▸ **THINGS TO DO**:
a – Which commands does the glaciertools page list under its "Commands" heading?
b – Which lines in the rows contain the word "plant"? Pick out each one and copy it.

--- BEGIN EXCERPT TO READ ---

Giter Site home page Giter Site logo

numblr / glaciertools Goto Github PK

View Code? Open in Web Editor NEW
69.0 7.0 18.0 3.89 MB

Command line (bash) scripts to upload large files to AWS glacier using multipart upload and to calculate the required tree hash

License: MIT License

Shell 84.44% Python 12.44% Dockerfile 3.12%
aws-glacier amazon-glacier shell-scripts bash-script command-line-tool treehash merkel-tree glacier hash-functions command-line

glaciertools's Introduction

Command line tools (Bash scripts) to upload large files to AWS Glacier

An archive containing only the scripts can be downloaded from the releases page. Some of the scripts depend on others and assume that they are in the same directory.

Commands

glacierupload
glacierabort
treehash

glacierupload

The script orchestrates the multipart upload of a large file to AWS Glacier.

--- END EXCERPT TO READ ---
--- BEGIN ENTRIES SHOWN ---

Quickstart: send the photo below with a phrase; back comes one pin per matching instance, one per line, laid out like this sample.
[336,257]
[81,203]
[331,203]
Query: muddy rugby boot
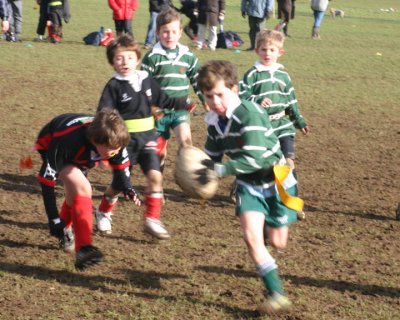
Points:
[155,228]
[103,221]
[274,304]
[88,256]
[67,242]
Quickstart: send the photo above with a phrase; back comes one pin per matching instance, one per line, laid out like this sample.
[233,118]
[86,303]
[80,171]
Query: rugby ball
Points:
[188,164]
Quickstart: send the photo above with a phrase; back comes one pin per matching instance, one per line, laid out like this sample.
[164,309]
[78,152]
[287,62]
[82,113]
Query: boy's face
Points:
[125,62]
[106,152]
[220,97]
[269,54]
[169,34]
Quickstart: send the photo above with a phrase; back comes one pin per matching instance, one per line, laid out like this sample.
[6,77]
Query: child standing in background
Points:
[267,84]
[174,68]
[123,11]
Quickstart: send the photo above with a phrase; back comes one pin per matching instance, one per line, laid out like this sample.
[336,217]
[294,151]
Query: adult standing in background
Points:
[4,15]
[285,9]
[155,7]
[210,13]
[257,11]
[15,21]
[319,7]
[43,17]
[123,11]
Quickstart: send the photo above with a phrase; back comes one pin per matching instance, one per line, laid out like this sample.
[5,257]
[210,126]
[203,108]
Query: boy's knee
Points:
[279,244]
[290,163]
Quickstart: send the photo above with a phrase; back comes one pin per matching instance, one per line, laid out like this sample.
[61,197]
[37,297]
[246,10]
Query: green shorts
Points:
[169,121]
[276,213]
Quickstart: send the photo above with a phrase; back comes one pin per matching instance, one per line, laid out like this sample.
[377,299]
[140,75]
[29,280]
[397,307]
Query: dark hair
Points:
[167,16]
[108,129]
[215,70]
[121,44]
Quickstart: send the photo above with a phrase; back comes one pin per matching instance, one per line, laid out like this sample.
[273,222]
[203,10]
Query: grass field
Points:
[342,262]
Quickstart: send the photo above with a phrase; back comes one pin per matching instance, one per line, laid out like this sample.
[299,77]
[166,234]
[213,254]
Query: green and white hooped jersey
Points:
[261,82]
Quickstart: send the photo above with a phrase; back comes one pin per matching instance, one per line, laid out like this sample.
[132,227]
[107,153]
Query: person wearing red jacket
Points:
[123,11]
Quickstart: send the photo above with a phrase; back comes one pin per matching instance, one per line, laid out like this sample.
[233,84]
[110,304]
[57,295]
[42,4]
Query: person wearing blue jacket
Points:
[4,15]
[257,11]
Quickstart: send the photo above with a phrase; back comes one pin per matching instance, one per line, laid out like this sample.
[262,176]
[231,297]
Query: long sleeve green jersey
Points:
[247,138]
[261,82]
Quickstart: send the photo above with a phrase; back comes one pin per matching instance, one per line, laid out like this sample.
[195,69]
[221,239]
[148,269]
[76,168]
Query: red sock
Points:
[82,218]
[154,204]
[65,214]
[107,203]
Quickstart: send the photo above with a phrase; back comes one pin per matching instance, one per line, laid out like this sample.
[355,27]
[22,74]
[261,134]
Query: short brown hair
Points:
[215,70]
[122,44]
[167,16]
[108,129]
[267,36]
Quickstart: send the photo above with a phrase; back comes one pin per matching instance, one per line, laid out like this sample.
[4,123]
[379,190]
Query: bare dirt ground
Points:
[342,262]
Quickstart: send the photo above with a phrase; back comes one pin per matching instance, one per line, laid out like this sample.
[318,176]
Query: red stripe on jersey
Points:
[121,166]
[47,182]
[66,131]
[78,154]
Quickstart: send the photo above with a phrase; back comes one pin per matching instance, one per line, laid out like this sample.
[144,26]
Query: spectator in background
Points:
[57,11]
[285,14]
[15,21]
[209,12]
[188,9]
[318,7]
[257,11]
[43,17]
[4,15]
[123,11]
[155,7]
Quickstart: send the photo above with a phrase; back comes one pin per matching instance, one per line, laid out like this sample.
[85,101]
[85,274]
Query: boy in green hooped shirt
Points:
[267,84]
[241,130]
[174,67]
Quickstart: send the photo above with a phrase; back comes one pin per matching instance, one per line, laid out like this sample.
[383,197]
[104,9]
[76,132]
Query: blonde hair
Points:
[267,36]
[122,44]
[167,16]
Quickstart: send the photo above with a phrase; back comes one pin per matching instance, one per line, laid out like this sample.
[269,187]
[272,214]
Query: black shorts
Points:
[287,146]
[142,150]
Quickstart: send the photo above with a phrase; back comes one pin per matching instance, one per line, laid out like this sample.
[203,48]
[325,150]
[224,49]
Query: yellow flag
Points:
[295,203]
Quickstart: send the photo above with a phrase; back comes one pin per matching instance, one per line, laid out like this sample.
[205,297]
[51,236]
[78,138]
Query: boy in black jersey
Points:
[69,145]
[133,93]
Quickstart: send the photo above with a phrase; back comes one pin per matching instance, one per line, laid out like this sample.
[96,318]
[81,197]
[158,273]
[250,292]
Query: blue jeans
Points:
[151,29]
[318,17]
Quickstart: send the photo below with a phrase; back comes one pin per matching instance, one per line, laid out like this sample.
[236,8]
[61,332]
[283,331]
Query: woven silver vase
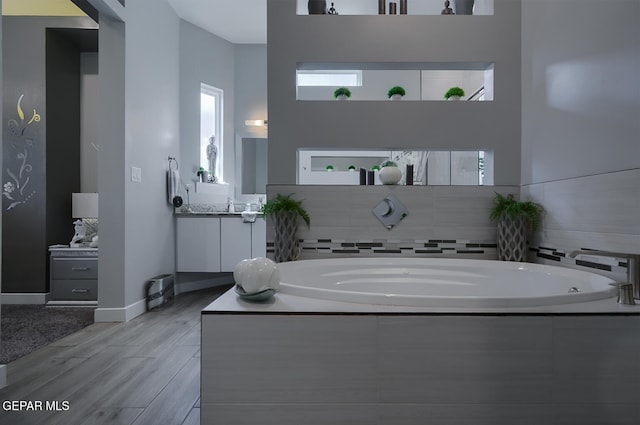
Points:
[512,239]
[286,246]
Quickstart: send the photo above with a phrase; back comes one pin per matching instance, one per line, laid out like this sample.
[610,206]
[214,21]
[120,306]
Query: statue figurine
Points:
[447,10]
[212,156]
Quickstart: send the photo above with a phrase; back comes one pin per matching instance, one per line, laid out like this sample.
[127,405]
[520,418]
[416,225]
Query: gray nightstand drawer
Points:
[74,290]
[74,268]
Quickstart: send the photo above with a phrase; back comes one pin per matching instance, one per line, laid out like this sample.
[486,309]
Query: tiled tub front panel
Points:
[416,369]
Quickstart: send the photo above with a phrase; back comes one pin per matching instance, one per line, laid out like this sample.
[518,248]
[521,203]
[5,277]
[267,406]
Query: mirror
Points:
[251,165]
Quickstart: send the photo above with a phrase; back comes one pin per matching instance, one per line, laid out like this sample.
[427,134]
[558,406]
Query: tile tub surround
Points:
[443,220]
[297,360]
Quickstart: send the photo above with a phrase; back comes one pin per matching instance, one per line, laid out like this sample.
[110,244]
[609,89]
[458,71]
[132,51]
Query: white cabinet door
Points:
[198,244]
[235,237]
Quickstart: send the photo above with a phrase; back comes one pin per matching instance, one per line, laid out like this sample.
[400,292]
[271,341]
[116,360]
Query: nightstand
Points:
[73,275]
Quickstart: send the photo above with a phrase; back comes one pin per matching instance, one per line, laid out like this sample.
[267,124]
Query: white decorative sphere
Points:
[256,274]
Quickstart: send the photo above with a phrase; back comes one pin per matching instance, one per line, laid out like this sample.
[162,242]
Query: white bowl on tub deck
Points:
[256,274]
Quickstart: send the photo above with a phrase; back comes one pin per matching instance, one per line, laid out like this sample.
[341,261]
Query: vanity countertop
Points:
[213,214]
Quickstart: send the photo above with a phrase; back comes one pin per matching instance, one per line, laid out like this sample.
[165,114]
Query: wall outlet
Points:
[136,174]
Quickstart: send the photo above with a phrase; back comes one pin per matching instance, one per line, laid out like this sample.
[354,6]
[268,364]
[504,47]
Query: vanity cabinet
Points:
[73,274]
[198,244]
[217,243]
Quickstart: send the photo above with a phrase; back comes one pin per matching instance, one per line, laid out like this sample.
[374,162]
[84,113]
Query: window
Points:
[211,102]
[328,78]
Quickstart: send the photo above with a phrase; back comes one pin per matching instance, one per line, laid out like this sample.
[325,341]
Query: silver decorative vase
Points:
[464,7]
[317,7]
[512,239]
[286,246]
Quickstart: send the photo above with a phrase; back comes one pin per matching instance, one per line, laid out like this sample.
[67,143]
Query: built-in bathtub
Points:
[433,282]
[301,357]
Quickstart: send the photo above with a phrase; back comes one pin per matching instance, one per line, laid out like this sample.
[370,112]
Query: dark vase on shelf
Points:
[317,7]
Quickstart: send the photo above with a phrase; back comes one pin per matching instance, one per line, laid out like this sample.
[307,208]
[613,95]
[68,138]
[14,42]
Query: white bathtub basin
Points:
[431,282]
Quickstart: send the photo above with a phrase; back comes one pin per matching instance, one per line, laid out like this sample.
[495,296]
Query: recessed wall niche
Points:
[414,7]
[424,81]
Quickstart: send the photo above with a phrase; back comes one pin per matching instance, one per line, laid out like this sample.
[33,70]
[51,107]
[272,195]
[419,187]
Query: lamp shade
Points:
[84,205]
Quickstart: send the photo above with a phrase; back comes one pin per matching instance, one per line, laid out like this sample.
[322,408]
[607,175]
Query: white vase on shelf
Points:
[390,175]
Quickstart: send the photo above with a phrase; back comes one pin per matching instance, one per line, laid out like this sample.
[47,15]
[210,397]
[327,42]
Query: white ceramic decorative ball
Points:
[257,274]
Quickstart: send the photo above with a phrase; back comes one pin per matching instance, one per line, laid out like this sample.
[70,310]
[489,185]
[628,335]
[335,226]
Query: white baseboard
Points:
[3,376]
[196,285]
[123,314]
[25,298]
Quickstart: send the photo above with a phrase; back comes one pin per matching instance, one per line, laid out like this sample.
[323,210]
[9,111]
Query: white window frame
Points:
[215,122]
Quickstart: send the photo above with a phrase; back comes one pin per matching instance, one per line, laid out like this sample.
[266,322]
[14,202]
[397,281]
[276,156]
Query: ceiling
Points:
[239,21]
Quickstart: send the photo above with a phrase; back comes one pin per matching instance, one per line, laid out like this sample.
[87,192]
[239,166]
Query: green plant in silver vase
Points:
[454,93]
[285,211]
[516,220]
[396,92]
[342,93]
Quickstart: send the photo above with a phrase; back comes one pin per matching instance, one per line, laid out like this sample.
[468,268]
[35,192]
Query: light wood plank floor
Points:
[145,371]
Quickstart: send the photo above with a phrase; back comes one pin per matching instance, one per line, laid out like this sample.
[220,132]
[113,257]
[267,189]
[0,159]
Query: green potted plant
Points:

--- END ENTRIES SHOWN ---

▸ **RESULTS BY TASK**:
a –
glacierupload
glacierabort
treehash

b –
Query: green plant in silver vase
Query: green potted plant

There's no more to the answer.